_課題文 1_
次の(a)〜(c)は本文抜粋の内容と合っていますか?それぞれ「はい」か「いいえ」で答え、判断の決め手となる本文抜粋の語句をそのまま引用してください。
(a) 「ノド」は「やすらぎのない土地」を意味する。
(b) 神様がカインに備えたのはエデンの西の地である。
(c) 今日の箇所では、カインに妻と子どもが与えられたことが記されている。
_課題文 2_
行データのうち、「locate the owl's yellow」を含む行から末尾の行まで(両端を含む)だけを指示文も含めて書き出し、解答の座標の数値すべてに91を足してずらしてもらえますか?

_本文抜粋_
____________
2013年10月2日(水) 創世記4:17-24

1.      罪の後 

 カインは弟アベルを殺すという罪を犯しました。今日はその後の話となります。まず学びたいことは、殺人という罪、大きすぎる罪を犯した後のカインの人生についてです。

 神様がカインに備えられたのはエデンの東「ノド」「さすらいの地」です。「ノド」。それは、「やすらぎのない土地」「放浪の地」を意味します。しかしまた、それはカインの罪に対する神様からの刑罰というよりは、カインの罪に対する赦しとしての神様の備えでしょう。殺人という人間には背負うことのできない、大きな罪を犯した者にも、生きる場所を与えられた神様。神様は、罪人にも新しく生きる道を造ってくださったのです。

 そして、今日の箇所においては、カインにも再出発が許されたことが記されていくのです。妻が与えられ、子どもが与えられる。それは罪を犯したカインが、もう一度神様と向き合い、備えられた道を歩き始めたときに与えられた、その姿を現しているのだと思います。
____________
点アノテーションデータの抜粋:
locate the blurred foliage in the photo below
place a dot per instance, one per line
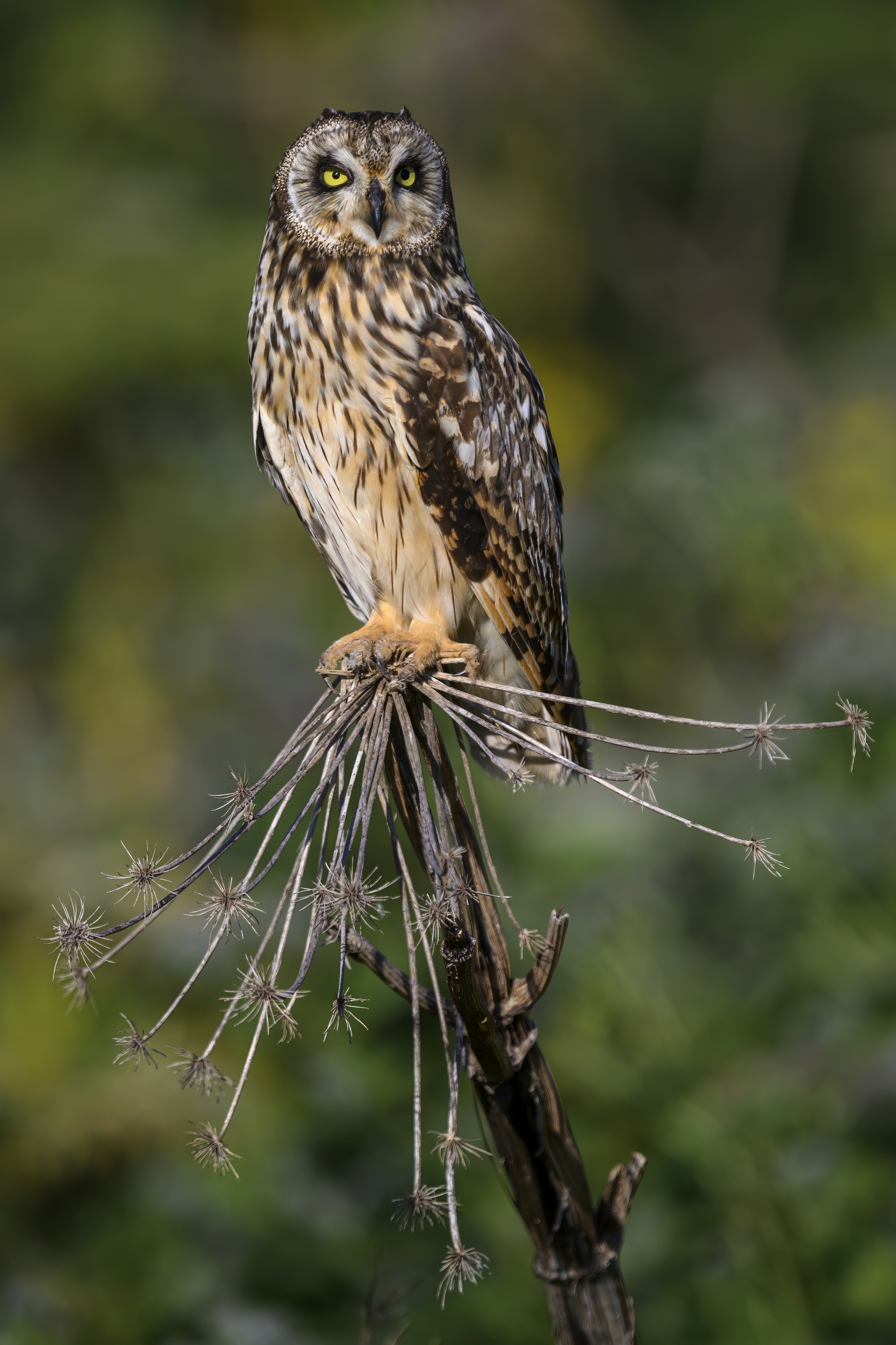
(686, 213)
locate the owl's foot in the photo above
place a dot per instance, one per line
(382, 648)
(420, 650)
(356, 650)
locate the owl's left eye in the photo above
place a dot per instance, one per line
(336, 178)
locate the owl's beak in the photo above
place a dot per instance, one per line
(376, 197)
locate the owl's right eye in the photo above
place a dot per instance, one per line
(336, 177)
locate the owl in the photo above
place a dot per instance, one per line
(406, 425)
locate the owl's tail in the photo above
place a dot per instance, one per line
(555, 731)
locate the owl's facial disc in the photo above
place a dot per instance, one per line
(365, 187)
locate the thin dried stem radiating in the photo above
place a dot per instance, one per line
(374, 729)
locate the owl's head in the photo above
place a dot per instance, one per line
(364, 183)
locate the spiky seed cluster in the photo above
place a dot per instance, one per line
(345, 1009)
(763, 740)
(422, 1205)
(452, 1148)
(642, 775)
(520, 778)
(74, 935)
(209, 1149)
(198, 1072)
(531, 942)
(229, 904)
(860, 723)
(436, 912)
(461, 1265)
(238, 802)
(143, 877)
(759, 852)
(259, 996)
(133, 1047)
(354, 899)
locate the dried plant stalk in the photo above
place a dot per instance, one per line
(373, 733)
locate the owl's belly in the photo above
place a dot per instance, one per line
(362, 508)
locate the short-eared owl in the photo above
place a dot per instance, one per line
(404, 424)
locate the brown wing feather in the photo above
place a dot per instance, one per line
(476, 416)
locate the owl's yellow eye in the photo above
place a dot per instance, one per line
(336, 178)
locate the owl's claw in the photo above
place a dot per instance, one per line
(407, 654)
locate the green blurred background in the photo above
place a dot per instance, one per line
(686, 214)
____________
_完全な解答 1_
(a) はい:「「ノド」。それは、「やすらぎのない土地」「放浪の地」を意味します。」
(b) いいえ:「神様がカインに備えられたのはエデンの東「ノド」「さすらいの地」です。」
(c) はい:「妻が与えられ、子どもが与えられる。」

_完全な解答 2_
locate the owl's yellow eye in the photo above
place a dot per instance, one per line
(427, 269)
locate the owl's claw in the photo above
place a dot per instance, one per line
(498, 745)
locate the green blurred background in the photo above
place a dot per instance, one per line
(777, 305)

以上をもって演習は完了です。